# [수행할 작업]
a) WiDo 튜토리얼 문서에서 "지난 시간에 이어 WiDo를"에서 시작해 "- device 클릭."로 끝나는 부분을 한 글자도 바꾸지 말고 그대로 옮겨 적으세요.
b) WiDo와 Xively 연동 튜토리얼 글을 마지막 문장 다음부터 이어서 써 나가세요.

# [문서]
WiFi(Wireless Fidelity)
지난 시간에 이어 WiDo를 사용해 http://www.dfrobot.com/wiki/index.php/Wido-WIFI_IoT_Node_SKU:DFR0321 위 사이트의 튜토리얼 진행.
Tutorial 3
Step.1
Xively를 사용해 cloud 신호를 받아오자
- xively.com 해당사이트 가입 및 새로운 device 만듬
- device 클릭.
- 아두이노 라이브러리에 포함된 "Wido2Xively" 예제코드를 열고, (2)번의 디바이스 정보에 따라 아래부분 수정
#define WEBSITE "api.xively.com"
#define API_key "Nm8vxZaYtkCreW9oBL74VIxY93ONHsvNlpizj6QkIM8hxxxx" // Check your API Key from device page
#define feedID "180220xxxx" // Check your feedID
샘플코드 (전체)
/***************************************************
* This is an example for the DFRobot Wido - Wifi Integrated IoT lite sensor and control node
*
* Designed specifically to work with the DFRobot Wido products:
*
*
* The main library is forked from Adafruit
*
* Written by Lauren
* BSD license, all text above must be included in any redistribution
*
****************************************************/
/*
This example code is used to connect the Xively cloud service.

# [데이터 영역]
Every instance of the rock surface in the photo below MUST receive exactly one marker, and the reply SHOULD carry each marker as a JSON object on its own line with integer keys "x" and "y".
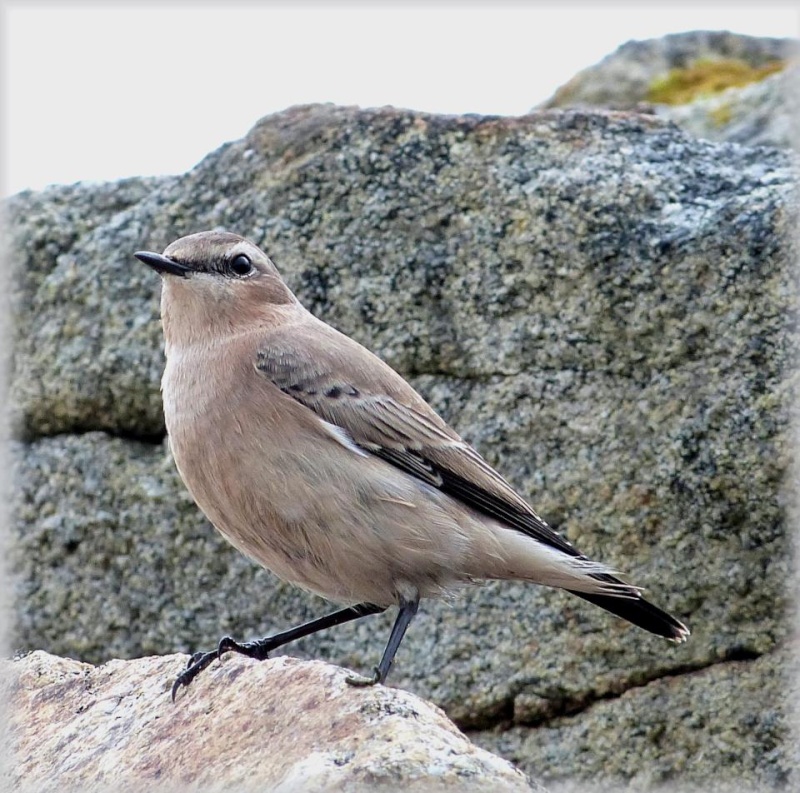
{"x": 601, "y": 303}
{"x": 281, "y": 725}
{"x": 727, "y": 716}
{"x": 763, "y": 113}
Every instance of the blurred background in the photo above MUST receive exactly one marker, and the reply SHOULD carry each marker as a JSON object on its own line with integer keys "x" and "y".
{"x": 100, "y": 93}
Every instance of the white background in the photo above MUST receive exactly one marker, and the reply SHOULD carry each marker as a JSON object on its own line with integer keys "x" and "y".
{"x": 101, "y": 92}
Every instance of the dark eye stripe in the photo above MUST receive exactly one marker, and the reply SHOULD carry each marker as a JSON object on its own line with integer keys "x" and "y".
{"x": 241, "y": 265}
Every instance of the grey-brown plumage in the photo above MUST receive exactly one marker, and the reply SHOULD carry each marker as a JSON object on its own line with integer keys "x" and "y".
{"x": 320, "y": 462}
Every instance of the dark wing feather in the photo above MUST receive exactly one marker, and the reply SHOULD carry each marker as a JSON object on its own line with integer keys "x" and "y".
{"x": 417, "y": 442}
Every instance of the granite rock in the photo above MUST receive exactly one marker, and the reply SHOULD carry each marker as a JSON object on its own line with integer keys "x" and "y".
{"x": 762, "y": 113}
{"x": 284, "y": 725}
{"x": 600, "y": 302}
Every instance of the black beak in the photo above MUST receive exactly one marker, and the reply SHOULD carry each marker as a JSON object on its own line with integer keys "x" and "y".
{"x": 163, "y": 265}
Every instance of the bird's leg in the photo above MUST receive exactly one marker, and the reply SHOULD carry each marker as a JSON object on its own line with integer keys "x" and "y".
{"x": 408, "y": 608}
{"x": 261, "y": 648}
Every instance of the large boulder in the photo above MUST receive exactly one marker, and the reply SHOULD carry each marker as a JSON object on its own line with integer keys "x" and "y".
{"x": 601, "y": 303}
{"x": 286, "y": 725}
{"x": 715, "y": 84}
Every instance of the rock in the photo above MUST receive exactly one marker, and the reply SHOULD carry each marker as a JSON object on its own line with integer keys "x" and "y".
{"x": 765, "y": 113}
{"x": 601, "y": 303}
{"x": 730, "y": 723}
{"x": 624, "y": 78}
{"x": 683, "y": 78}
{"x": 281, "y": 725}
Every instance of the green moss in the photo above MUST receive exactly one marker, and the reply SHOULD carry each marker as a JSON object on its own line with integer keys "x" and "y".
{"x": 707, "y": 77}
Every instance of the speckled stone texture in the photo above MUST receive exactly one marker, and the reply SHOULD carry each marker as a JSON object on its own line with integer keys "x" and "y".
{"x": 763, "y": 113}
{"x": 601, "y": 303}
{"x": 113, "y": 727}
{"x": 621, "y": 80}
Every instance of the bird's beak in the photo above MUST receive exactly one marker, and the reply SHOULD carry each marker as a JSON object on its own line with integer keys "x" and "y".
{"x": 163, "y": 265}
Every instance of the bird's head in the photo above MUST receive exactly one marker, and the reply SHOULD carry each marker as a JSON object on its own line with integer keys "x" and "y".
{"x": 215, "y": 283}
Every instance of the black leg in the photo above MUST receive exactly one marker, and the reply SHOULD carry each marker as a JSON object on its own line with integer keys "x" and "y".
{"x": 261, "y": 648}
{"x": 407, "y": 611}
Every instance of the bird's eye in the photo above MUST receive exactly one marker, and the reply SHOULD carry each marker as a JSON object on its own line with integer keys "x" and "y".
{"x": 241, "y": 265}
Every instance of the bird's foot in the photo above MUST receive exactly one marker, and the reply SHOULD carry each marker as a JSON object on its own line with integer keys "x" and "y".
{"x": 258, "y": 650}
{"x": 359, "y": 681}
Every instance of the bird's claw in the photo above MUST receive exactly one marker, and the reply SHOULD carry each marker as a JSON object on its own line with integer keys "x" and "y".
{"x": 197, "y": 663}
{"x": 360, "y": 681}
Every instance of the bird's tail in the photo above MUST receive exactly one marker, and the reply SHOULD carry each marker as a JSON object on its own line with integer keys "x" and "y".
{"x": 640, "y": 612}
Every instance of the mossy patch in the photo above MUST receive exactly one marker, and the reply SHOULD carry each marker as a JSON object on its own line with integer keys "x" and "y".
{"x": 707, "y": 77}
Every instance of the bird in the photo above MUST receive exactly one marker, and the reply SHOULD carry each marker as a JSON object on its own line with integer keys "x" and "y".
{"x": 320, "y": 462}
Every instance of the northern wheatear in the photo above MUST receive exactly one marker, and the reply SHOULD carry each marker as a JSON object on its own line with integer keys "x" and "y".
{"x": 320, "y": 462}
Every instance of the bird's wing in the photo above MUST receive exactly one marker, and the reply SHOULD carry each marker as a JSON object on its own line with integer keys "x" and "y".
{"x": 348, "y": 387}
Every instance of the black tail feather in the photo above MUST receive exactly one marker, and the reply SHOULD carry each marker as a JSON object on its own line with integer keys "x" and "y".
{"x": 641, "y": 613}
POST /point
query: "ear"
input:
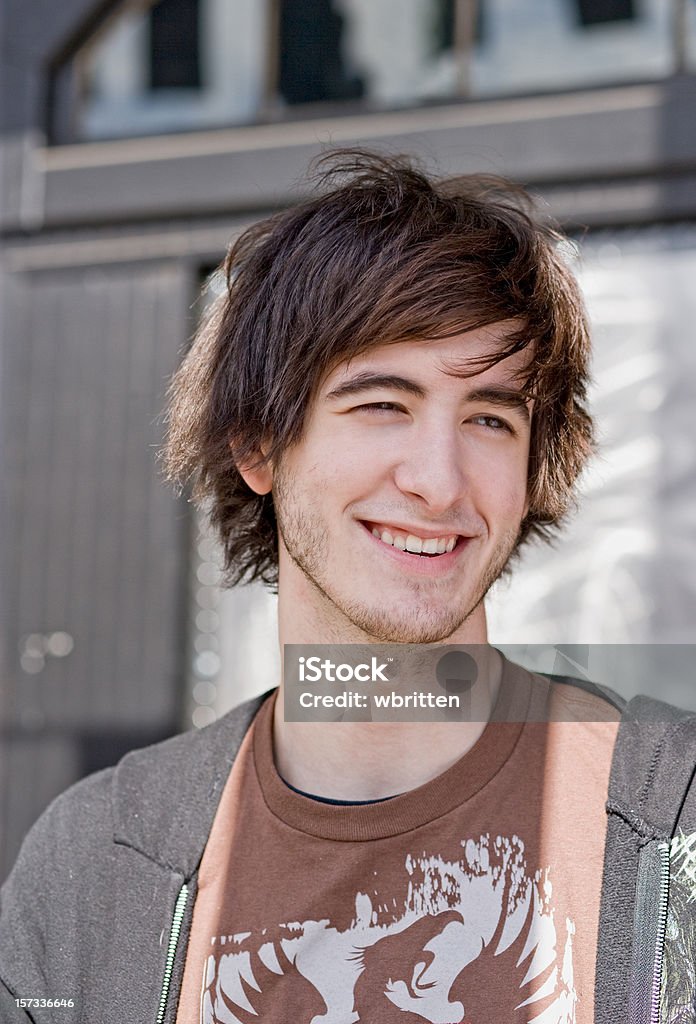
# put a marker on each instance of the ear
(257, 474)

# [문제 정답]
a)
지난 시간에 이어 WiDo를 사용해 http://www.dfrobot.com/wiki/index.php/Wido-WIFI_IoT_Node_SKU:DFR0321 위 사이트의 튜토리얼 진행.
Tutorial 3
Step.1
Xively를 사용해 cloud 신호를 받아오자
- xively.com 해당사이트 가입 및 새로운 device 만듬
- device 클릭.

b)
The device required is just:
1. LM35 low cost temperature sensor or any device you used to upload data
2. And Wido
*/
#include <Adafruit_CC3000.h>
#include <ccspi.h>
#include <SPI.h>
#define Wido_IRQ 7
#define Wido_VBAT 5
#define Wido_CS 10
Adafruit_CC3000 Wido = Adafruit_CC3000(Wido_CS, Wido_IRQ, Wido_VBAT,
SPI_CLOCK_DIVIDER); // you can change this clock speed
#define WLAN_SSID "myNetwork" // cannot be longer than 32 characters!
#define WLAN_PASS "myPassword"
// Security can be WLAN_SEC_UNSEC, WLAN_SEC_WEP, WLAN_SEC_WPA or WLAN_SEC_WPA2
#define WLAN_SECURITY WLAN_SEC_WPA2
#define IDLE_TIMEOUT_MS 2000
#define TCP_TIMEOUT 3000
#define WEBSITE "api.xively.com"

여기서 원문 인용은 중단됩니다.